◆ DOCUMENT EXTRACT ◆
--- START ---
Craig Corn says he hopes Gov. Walker will approve the proposed Menominee casino.

 

Episode Transcript: 

Frederica Freyberg:

Now to the high-stakes proposal to build a new casino in Kenosha. The Menominee Nation's $800 million vision for the gaming resort includes restaurants, a 400-room luxury hotel, convention center and theater. You want jobs? Menominee tribal officials say their plan will bring thousands of jobs with benefits to Kenosha. First up, 1400 construction jobs to build the resort over the next two years. Governor Scott Walker has yet to green light the development. Among other things, he asked for unanimous consent from all of Wisconsin's Indian nations before making a decision. Two, the Forest County Potawatomi and Ho-Chunk, are opposed. The holdout tribes fear loss of revenue through competition with their own gaming operations. A Potawatomi representative was unable to join us tonight. In a statement, a Potawatomi spokesperson said, “After a careful, serious and good-faith review, the Potawatomi cannot support this Kenosha casino application because of the corruption associated with it and the hundreds of millions of dollars that will be sent to the out-of-state gambling interests invested in the project.” We're joined now by the chairman of the Menominee Nation, Craig Corn. He's in Green Bay. Chairman, thanks very much for joining us.

Craig Corn:

Thank you. Thank you for having me and letting us let the Menominee Nation message get out there. 

Frederica Freyberg:

Well, first off I want to ask you to respond to that statement that we've received from the Potawatomi that, “corruption associated” with your proposed casino project and the “hundreds of millions of dollars that will be sent to out-of-state gambling interests invested in that project.” How do you respond to that?
--- END ---
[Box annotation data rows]
--- START ---
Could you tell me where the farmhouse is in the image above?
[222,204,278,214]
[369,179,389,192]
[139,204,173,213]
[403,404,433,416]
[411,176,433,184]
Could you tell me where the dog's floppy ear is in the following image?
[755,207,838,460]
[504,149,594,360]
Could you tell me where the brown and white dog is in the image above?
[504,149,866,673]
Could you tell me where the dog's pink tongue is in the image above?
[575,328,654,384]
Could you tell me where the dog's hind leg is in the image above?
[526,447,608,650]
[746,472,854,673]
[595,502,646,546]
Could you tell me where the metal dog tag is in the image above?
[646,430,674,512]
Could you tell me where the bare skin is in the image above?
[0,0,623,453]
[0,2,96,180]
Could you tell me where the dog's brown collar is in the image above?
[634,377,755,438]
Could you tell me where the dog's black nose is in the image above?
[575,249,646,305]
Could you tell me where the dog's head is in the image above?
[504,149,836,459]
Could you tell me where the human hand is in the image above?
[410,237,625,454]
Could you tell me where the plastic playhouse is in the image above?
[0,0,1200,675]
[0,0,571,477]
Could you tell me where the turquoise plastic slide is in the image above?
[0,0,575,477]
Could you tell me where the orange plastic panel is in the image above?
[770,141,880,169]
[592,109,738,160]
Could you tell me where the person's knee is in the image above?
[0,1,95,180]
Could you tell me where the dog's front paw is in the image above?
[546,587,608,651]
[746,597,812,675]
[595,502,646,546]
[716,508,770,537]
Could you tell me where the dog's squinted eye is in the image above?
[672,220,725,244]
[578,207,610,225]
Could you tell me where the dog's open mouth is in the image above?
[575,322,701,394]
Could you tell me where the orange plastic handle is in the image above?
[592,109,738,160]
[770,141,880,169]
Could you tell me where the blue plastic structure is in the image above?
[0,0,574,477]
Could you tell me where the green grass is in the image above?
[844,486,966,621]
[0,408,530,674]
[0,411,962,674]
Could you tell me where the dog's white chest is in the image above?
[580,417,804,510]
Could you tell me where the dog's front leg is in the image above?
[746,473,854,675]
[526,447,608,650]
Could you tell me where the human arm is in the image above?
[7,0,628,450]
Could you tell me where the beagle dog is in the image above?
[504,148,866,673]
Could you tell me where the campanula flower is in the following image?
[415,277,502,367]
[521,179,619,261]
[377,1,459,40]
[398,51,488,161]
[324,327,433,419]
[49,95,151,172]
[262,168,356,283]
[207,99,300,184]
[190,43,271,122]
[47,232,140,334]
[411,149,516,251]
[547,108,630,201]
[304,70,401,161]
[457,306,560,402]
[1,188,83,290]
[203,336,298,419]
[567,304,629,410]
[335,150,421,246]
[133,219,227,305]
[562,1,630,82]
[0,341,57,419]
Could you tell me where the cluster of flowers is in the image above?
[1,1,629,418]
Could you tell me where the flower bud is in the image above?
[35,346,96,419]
--- END ---
◆ TASK INSTRUCTIONS ◆
(a) According to the Kenosha casino transcript, how many construction jobs would building the resort create?
(b) Write out everything in the Kenosha casino transcript from "Well, first off" down to "respond to that?".

◆ ANSWERS TO THE EXERCISE ◆
(a) 1400 construction jobs over the next two years.

(b)
Well, first off I want to ask you to respond to that statement that we've received from the Potawatomi that, “corruption associated” with your proposed casino project and the “hundreds of millions of dollars that will be sent to out-of-state gambling interests invested in that project.” How do you respond to that?